> [TRY IT]: Exactly as written, give again the line with "Tag the microphone" and all subsequent lines through the end of the records.

══ DATA SUPPLIED

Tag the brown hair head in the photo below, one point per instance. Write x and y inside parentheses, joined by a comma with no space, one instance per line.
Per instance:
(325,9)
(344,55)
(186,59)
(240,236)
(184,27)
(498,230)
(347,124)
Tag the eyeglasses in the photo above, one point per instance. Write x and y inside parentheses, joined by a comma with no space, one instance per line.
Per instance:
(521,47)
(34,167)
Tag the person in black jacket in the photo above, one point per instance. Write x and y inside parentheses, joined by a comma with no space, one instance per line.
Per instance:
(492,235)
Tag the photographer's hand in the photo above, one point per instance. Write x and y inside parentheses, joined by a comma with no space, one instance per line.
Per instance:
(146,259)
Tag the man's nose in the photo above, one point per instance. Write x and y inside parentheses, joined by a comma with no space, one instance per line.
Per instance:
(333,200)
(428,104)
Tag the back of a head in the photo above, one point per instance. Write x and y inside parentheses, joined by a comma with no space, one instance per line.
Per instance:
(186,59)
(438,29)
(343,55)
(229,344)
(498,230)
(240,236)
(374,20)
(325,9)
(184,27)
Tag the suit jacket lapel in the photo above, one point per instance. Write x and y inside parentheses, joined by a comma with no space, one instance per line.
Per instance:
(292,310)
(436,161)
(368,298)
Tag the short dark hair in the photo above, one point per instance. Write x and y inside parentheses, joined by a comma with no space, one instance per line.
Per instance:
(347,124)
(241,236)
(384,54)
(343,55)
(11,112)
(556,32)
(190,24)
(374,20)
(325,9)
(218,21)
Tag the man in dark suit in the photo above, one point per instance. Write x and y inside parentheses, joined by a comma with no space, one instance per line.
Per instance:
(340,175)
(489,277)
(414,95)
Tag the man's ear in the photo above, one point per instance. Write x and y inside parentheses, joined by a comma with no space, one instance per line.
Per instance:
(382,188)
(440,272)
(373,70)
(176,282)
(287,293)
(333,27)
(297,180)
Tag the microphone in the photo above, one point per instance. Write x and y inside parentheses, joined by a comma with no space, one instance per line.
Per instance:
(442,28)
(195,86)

════

> [SOLUTION FOR THIS TASK]:
Tag the microphone in the photo above, one point per instance. Write x and y inside parentheses, joined by a comma with no space, one instance per line.
Per instance:
(442,28)
(195,86)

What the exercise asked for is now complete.